**TASK:** Show all lines from the listing below that contain "bare".
━━━━
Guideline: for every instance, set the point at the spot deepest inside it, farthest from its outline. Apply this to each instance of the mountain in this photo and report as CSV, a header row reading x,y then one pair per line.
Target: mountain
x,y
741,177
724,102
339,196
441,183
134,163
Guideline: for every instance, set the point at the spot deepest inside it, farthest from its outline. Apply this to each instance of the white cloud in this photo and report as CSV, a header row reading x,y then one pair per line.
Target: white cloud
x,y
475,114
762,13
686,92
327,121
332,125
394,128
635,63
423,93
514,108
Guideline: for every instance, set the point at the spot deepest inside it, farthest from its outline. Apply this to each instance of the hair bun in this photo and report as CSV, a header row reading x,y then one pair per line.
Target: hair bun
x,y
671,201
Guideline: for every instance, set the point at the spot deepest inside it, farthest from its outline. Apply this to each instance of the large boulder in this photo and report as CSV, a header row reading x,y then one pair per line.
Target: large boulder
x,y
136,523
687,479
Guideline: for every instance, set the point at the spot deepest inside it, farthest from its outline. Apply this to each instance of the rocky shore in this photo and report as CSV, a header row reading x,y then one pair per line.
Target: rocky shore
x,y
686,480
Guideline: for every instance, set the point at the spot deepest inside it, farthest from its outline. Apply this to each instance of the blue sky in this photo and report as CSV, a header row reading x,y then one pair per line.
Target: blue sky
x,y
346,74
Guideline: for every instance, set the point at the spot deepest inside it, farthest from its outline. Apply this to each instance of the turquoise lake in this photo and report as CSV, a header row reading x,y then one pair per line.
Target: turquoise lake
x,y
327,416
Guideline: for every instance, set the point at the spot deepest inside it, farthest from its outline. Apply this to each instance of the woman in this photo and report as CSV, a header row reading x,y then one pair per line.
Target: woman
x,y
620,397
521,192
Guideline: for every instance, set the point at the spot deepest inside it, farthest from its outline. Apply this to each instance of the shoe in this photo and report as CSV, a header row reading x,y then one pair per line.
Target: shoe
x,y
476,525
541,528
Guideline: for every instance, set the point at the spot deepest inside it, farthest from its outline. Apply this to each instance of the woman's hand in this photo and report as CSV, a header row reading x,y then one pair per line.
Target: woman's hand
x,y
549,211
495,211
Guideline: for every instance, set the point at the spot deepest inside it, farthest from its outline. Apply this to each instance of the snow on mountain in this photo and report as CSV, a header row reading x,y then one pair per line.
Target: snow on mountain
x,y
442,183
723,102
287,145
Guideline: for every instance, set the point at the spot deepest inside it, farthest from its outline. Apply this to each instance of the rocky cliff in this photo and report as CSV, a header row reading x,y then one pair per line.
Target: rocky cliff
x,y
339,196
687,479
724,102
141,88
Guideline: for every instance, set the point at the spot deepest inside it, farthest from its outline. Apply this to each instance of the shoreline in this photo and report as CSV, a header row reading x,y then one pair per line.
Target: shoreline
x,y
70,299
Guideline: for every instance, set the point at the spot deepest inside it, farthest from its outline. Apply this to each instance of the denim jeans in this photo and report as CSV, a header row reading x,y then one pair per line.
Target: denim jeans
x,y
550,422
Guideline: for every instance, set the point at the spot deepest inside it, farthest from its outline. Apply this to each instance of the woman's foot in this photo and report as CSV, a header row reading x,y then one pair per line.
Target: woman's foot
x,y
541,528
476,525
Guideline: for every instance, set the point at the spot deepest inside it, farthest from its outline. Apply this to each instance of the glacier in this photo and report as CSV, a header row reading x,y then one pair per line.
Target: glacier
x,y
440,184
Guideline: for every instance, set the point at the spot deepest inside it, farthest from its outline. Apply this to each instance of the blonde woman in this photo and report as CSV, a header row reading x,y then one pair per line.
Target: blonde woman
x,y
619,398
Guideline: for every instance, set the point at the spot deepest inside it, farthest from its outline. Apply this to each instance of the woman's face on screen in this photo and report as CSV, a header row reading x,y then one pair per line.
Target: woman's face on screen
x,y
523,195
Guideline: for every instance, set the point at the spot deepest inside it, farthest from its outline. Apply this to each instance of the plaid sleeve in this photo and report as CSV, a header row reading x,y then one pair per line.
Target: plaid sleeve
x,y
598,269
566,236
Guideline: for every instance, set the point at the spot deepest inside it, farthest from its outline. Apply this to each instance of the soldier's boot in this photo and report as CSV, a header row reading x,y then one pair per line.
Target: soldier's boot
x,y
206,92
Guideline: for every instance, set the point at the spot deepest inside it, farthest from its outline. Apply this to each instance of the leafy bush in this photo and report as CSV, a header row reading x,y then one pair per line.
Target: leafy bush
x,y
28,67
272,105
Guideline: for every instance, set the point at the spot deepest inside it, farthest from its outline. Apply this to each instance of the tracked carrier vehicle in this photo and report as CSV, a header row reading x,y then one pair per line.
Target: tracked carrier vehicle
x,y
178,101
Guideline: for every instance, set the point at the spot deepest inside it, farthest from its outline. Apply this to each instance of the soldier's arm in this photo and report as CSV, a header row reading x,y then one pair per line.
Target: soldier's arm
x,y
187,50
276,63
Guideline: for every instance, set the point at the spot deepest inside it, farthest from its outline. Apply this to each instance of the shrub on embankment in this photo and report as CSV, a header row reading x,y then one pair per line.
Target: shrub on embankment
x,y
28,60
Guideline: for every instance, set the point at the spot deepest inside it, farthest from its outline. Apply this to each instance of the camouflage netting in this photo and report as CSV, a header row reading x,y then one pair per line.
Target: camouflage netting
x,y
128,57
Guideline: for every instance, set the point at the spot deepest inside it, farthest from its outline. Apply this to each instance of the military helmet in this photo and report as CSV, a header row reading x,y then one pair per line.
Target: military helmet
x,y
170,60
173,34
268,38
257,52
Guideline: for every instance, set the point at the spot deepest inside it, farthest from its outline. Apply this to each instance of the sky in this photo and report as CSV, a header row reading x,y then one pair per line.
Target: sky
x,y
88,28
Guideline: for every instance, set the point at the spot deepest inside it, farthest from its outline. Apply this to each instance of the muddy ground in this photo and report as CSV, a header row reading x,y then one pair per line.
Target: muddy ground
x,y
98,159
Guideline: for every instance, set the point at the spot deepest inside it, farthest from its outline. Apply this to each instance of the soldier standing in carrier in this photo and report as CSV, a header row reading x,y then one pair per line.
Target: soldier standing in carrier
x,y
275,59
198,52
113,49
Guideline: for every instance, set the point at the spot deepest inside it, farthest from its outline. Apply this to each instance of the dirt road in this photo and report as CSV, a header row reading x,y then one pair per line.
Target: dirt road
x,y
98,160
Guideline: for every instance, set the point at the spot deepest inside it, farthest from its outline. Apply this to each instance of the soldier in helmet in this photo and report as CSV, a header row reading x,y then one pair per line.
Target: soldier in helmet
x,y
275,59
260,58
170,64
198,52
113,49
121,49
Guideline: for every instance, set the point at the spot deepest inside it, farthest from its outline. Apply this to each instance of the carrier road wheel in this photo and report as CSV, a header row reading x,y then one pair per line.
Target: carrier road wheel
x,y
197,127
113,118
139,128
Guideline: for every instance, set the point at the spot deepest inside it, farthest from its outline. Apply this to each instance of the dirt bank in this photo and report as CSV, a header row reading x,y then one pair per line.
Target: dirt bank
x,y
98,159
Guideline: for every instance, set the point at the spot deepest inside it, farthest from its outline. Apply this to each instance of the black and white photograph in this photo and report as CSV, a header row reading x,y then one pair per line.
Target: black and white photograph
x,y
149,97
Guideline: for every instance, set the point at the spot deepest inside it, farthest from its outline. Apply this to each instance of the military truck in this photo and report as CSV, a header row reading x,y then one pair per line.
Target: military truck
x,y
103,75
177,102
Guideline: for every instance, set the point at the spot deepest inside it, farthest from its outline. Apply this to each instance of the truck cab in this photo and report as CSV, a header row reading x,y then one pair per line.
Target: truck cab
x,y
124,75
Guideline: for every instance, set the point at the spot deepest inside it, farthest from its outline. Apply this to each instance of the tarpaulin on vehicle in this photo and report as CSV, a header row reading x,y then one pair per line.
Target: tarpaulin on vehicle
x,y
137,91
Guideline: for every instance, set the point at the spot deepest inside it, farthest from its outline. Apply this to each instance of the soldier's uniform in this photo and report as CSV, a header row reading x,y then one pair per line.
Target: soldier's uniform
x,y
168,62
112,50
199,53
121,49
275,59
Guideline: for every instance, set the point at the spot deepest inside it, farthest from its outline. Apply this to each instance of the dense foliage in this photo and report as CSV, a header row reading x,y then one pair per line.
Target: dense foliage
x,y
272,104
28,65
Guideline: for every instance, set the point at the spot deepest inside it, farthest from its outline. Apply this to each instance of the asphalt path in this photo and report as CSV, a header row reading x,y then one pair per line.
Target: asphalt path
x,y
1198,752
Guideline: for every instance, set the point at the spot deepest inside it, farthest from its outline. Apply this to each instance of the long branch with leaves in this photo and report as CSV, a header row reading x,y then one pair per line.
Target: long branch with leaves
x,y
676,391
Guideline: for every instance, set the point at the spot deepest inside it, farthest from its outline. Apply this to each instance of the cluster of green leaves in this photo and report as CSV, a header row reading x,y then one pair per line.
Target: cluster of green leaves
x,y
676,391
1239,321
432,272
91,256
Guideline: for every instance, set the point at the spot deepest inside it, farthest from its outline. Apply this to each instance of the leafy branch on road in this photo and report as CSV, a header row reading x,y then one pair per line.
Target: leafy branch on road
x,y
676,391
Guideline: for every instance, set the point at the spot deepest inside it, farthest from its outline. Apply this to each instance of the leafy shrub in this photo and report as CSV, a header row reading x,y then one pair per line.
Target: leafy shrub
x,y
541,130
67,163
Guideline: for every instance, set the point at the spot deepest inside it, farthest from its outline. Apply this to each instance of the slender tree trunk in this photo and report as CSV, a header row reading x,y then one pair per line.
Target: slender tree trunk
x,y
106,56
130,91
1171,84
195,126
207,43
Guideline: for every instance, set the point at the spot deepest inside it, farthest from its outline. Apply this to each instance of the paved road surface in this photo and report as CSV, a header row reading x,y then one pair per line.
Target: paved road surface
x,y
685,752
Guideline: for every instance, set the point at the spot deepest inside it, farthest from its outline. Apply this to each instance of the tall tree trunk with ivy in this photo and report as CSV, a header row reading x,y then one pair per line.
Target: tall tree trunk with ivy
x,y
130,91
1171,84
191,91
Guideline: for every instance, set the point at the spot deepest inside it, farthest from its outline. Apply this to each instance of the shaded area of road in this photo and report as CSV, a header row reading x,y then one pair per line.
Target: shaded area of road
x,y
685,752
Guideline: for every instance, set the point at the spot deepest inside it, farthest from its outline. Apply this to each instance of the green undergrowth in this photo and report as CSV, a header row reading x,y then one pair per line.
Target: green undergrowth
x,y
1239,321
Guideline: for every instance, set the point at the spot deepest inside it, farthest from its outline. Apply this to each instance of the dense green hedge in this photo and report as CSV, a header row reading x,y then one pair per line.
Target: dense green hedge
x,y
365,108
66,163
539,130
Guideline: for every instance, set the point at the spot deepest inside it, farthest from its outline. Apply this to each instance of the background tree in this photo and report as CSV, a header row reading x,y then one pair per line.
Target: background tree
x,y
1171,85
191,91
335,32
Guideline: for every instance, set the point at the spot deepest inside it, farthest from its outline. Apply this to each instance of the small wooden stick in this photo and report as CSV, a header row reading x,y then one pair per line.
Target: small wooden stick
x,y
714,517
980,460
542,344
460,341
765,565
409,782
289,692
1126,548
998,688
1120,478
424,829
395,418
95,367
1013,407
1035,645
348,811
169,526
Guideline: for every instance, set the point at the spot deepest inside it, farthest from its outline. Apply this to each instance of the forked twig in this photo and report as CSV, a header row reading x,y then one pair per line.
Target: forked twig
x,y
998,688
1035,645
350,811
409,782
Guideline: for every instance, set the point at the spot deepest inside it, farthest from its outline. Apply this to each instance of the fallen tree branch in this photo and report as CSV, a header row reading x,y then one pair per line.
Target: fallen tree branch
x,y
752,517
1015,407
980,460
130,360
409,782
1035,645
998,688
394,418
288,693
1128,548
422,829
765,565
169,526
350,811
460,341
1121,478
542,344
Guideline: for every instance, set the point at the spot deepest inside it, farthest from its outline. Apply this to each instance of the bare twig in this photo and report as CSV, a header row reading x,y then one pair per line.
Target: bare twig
━━━━
**EXERCISE SOLUTION:**
Guideline: for every instance, set the point at the spot deepest inside it, farthest from its outline. Apply this to each instance of the bare twig in this photo and report as CSV, a header row reading x,y then one pair per line.
Target: bare twig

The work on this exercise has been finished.